(Desafios)
**1.** Indique se cada afirmação concorda com o texto sobre Luísa, respondendo sim ou não e citando as palavras do texto que o decidem: (a) Aos seis anos, Luísa era pastora. (b) Luísa aprendeu as letras com uma professora da aldeia. (c) Luísa gostava de andar na rua.
**2.** Enumere, por favor, todos os trabalhos que Luísa teve segundo o texto sobre Luísa.
**3.** Prossiga o texto sobre Luísa a partir da sua última frase.

(Excerto do texto)
Luísa

Ela era uma menina pastora, cheia de medos e sonhos...por vales e montes levava as suas ovelhas.

Menina pastora de seis anos andava desde o amanhecer até à tarde. Sua companhia cães, badalos e árvores.

Acreditava no poder da terra, acreditava em Deus e magia. A sua intuição era grande e muita era a sua coragem.

Chamava nomes a fantasmas, tinha garra e compaixão. Aprendeu as letras com o rapaz de olhos verdes. E por ele se enamorou mas alguém na aldeia sempre agoirou...não era para ser ... aquele rapaz não era para ti... há de cair de bicicleta até se partir.

Os seus caminhos levaram-na á cidade e lá foi governanta e mulher dos salgados. Com mãos fortes amassava desde as 4 da madrugada...De manhã pela fresquinha seu marido lá levava os salgados para o seu destino.

Ensinou-me a olhar para as estrelas, ensinou-me o poder da terra e da intuição, deu-me cama, colo e punha o marido a dormir no chão para que juntas na cama aninhadas falássemos de coisas do coração.

Ensinou-me o Pai Nosso e a Avé Maria. Ensinou-me a acreditar em dons e magia. Ensinou-me a amar os animais e a desconfiar dos Homens. Ensinou-me a valorizar o sabor de um massa tenra com chá pela manhã.

Era mulher pequena e robusta. Amava a natureza mas não gostava de andar na rua.

Ensinou-me a falar com flores e com as plantas. Trocou-me as fraldas e viu-me crescer.

(Linhas de dados)
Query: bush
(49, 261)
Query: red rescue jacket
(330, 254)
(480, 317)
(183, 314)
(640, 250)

(Lista de respostas)
**1.**
(a) Sim: "Menina pastora de seis anos andava desde o amanhecer até à tarde."
(b) Não: "Aprendeu as letras com o rapaz de olhos verdes."
(c) Não: "Amava a natureza mas não gostava de andar na rua."

**2.** Pastora, governanta e mulher dos salgados.

**3.**
Anos mais tarde acolheu-me e deu-me abrigo,  numa fase conturbada deu-me carinho. Acolheu também de braços abertos aquele a que hoje chamo marido.

Lutou por mim e por nós, mesmo quando não fazia sentido.

Aos poucos a força e a saúde foram descaindo. Anos difíceis se passaram onde entre tremores, perdas e quedas memórias se estilhaçaram.

Á vida agarrou-se desesperada:  "- Não quero morrer.", me dizia. "Quero a vida, quero a vida...", e assim se passaram anos de cuidados uns dias bons e outros desnaturados.

Lembro-me hoje de palavras sábias: - A dívida entre gerações deve ser paga. A dívida por quem cuidou de nós.

Eu e os meus assim a pagaram, apesar dos medos, dos receios, da incerteza, das dores e de um sistema que abandona, que em nada cuida nem deixa cuidar.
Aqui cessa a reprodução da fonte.